** BEGIN Data supplied **

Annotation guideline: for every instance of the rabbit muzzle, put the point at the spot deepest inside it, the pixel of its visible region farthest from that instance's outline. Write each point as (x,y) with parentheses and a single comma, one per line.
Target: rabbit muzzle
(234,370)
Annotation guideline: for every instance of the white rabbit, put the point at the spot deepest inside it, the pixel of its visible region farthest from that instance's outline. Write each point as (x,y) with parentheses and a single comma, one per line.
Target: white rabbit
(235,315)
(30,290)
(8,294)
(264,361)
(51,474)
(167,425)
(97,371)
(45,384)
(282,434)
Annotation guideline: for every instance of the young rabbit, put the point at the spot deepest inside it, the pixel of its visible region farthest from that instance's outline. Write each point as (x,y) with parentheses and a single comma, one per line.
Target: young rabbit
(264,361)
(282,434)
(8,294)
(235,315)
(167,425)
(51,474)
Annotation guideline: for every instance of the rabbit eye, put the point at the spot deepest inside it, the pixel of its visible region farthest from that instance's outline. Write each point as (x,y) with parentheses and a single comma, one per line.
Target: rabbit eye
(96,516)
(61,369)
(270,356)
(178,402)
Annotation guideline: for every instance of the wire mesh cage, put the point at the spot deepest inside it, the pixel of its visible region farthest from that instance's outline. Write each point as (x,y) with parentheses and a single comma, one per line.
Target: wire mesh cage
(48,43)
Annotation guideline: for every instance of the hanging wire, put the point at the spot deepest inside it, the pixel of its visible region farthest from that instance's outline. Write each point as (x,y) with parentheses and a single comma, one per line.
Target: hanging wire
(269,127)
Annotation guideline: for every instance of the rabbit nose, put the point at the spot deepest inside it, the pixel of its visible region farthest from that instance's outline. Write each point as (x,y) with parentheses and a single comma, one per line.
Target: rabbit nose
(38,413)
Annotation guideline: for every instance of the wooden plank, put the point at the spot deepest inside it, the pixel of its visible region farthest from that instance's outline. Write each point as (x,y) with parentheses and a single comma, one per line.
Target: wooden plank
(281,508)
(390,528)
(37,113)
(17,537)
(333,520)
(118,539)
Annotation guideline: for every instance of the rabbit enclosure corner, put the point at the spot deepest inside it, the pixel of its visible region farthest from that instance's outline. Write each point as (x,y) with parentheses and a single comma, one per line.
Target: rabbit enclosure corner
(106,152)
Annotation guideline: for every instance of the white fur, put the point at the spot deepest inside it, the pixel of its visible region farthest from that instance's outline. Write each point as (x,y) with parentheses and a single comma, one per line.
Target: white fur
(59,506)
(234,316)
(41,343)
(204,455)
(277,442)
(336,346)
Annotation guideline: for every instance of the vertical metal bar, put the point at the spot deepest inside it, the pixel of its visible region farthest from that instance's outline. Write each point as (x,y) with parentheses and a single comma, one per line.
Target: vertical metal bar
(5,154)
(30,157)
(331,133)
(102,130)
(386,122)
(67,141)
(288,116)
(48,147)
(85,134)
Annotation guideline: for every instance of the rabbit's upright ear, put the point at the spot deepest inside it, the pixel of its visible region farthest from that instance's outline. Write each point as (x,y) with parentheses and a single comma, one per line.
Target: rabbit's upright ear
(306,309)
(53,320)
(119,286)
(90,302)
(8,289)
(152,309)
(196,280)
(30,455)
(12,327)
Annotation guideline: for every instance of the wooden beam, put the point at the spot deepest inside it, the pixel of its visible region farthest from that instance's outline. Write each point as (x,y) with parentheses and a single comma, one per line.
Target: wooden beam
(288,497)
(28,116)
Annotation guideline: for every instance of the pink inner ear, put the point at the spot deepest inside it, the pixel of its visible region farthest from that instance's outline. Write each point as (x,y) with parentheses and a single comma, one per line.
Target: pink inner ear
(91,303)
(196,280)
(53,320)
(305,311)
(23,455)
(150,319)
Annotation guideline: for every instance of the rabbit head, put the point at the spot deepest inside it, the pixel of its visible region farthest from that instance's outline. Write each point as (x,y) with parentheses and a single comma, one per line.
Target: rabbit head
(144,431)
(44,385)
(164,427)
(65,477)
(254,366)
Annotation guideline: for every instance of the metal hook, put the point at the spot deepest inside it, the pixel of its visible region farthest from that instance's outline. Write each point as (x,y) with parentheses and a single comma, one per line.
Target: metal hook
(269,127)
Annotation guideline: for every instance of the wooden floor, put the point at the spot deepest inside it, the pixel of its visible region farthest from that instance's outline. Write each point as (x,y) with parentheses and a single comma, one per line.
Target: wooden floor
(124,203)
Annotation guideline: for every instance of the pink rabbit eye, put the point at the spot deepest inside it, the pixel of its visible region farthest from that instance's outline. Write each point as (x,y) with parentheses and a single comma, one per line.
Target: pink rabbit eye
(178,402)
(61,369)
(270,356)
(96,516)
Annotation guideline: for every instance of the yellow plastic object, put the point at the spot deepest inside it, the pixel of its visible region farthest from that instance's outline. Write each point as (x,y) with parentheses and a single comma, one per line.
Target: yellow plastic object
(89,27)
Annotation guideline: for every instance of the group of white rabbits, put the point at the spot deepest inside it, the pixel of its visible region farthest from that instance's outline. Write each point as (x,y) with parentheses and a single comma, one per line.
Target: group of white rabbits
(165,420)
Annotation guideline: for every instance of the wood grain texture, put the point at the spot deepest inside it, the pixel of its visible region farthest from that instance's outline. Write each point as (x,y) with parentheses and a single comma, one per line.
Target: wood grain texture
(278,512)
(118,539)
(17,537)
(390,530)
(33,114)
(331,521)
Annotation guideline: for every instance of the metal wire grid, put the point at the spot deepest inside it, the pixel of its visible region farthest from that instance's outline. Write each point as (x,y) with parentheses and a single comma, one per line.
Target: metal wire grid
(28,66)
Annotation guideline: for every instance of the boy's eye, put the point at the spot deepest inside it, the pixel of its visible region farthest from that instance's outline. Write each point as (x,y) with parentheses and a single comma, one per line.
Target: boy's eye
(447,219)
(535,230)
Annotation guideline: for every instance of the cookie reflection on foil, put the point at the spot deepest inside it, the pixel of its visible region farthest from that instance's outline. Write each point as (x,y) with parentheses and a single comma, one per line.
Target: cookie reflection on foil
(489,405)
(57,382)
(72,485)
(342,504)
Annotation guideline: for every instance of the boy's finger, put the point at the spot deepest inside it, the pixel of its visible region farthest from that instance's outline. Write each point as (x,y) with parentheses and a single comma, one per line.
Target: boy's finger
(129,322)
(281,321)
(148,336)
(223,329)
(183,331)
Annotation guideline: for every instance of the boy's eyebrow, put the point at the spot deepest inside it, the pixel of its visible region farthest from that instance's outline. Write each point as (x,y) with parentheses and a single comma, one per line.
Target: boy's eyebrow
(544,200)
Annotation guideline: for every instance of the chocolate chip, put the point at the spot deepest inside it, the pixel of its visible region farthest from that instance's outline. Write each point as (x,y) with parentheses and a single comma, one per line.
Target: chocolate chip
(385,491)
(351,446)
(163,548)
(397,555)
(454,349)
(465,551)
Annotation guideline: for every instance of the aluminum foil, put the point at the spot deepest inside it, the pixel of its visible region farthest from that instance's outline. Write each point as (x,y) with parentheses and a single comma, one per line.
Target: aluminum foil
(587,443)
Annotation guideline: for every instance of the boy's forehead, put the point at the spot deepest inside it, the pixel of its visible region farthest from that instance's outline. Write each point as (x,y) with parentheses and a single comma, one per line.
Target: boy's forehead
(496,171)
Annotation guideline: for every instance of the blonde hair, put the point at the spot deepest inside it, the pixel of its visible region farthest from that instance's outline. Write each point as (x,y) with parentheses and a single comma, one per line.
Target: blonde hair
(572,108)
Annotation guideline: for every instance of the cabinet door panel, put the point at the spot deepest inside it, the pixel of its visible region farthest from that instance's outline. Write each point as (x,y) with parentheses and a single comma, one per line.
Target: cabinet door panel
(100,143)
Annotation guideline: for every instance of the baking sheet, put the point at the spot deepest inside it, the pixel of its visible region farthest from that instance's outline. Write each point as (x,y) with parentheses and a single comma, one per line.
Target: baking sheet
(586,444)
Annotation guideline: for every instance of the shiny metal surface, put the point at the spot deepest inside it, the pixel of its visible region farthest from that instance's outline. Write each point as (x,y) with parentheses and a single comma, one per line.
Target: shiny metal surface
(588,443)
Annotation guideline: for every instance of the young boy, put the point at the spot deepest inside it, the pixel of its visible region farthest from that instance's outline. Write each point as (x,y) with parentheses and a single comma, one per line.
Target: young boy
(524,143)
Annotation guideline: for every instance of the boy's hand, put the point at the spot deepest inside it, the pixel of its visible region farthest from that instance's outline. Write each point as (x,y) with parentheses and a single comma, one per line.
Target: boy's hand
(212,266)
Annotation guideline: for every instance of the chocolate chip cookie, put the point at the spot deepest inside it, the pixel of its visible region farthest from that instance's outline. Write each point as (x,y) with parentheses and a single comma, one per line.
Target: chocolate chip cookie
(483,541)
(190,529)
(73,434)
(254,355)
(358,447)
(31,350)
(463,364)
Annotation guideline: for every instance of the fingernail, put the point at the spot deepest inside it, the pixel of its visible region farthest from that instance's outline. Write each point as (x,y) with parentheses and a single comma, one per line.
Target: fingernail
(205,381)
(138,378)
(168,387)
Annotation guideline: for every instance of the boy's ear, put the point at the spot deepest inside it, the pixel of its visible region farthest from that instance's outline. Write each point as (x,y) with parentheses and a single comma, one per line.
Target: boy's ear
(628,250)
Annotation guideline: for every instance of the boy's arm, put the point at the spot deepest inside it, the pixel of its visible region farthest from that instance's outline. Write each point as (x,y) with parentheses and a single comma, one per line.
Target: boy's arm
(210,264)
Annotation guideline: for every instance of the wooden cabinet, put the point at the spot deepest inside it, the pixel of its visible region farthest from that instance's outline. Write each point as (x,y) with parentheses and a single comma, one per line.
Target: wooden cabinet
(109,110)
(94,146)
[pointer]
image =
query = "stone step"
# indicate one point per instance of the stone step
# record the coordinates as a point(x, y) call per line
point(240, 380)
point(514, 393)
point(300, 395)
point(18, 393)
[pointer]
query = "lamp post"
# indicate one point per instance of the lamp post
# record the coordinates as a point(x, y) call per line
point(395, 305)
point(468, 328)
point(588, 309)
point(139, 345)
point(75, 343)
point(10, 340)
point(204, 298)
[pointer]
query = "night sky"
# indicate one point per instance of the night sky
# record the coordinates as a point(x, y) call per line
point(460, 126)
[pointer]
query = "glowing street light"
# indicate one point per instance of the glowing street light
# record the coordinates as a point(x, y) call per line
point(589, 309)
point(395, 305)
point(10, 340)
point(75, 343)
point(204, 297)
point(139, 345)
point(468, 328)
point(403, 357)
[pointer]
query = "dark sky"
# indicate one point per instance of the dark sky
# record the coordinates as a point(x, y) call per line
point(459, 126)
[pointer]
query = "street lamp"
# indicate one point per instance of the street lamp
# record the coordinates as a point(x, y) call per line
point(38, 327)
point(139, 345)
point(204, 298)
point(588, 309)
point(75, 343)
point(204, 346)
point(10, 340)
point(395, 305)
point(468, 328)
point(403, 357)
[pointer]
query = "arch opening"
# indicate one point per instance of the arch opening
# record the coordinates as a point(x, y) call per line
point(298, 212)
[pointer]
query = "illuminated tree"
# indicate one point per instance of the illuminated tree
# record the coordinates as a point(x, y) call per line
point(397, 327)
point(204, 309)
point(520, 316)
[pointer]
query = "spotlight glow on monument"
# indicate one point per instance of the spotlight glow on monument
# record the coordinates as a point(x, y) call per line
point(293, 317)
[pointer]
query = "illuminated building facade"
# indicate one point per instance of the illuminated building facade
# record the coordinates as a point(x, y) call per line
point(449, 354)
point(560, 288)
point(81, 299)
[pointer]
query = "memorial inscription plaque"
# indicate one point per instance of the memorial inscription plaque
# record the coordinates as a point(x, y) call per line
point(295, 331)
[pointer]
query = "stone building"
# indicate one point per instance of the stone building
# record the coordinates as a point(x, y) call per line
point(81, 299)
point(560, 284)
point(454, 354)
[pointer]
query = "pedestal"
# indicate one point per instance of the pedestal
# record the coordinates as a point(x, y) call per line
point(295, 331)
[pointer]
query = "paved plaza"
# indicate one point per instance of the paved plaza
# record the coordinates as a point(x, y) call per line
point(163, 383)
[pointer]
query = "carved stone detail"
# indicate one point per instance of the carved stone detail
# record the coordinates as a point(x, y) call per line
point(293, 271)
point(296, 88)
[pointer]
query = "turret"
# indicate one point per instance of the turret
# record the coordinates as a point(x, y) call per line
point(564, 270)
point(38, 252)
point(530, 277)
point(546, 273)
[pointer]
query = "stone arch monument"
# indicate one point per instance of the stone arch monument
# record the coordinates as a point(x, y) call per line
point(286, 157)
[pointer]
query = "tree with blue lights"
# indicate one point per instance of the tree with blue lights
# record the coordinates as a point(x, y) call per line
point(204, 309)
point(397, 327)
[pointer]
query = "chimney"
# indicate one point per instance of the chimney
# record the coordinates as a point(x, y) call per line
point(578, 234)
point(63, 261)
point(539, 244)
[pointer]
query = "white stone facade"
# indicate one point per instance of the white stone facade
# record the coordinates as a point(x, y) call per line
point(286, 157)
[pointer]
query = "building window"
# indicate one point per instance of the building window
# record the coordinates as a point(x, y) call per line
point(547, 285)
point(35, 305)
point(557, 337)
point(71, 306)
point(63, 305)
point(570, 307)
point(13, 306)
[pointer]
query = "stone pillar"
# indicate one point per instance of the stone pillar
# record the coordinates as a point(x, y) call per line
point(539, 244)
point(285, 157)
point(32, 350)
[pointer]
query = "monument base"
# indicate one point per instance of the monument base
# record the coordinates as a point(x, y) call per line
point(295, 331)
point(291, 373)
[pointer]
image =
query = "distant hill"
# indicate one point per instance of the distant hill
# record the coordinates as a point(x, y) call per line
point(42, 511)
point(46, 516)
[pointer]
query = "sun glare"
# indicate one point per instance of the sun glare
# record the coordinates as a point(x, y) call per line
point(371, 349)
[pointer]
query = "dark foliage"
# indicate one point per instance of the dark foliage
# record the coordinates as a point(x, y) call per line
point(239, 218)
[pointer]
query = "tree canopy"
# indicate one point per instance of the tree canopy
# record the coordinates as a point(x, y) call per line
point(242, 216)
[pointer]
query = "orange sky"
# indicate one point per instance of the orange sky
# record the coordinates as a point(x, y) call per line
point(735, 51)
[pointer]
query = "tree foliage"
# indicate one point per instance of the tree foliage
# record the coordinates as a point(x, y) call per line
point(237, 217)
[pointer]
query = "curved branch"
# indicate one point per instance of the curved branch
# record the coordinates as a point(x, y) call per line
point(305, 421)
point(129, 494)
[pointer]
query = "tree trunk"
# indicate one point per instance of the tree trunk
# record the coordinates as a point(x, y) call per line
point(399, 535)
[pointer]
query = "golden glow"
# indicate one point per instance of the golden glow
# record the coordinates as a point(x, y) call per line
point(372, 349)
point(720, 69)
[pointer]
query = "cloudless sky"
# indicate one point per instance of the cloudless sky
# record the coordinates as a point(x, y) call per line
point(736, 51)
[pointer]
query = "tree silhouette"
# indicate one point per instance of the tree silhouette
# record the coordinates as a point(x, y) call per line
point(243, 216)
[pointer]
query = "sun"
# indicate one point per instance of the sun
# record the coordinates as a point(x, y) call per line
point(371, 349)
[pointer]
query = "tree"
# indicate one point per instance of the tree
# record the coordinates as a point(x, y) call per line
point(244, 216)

** END Data supplied **

Please pull out every line of the records that contains the string "memorial", treating uppercase and lowercase letters as different.

### [Full solution]
query = "memorial inscription plaque"
# indicate one point per instance of the memorial inscription plaque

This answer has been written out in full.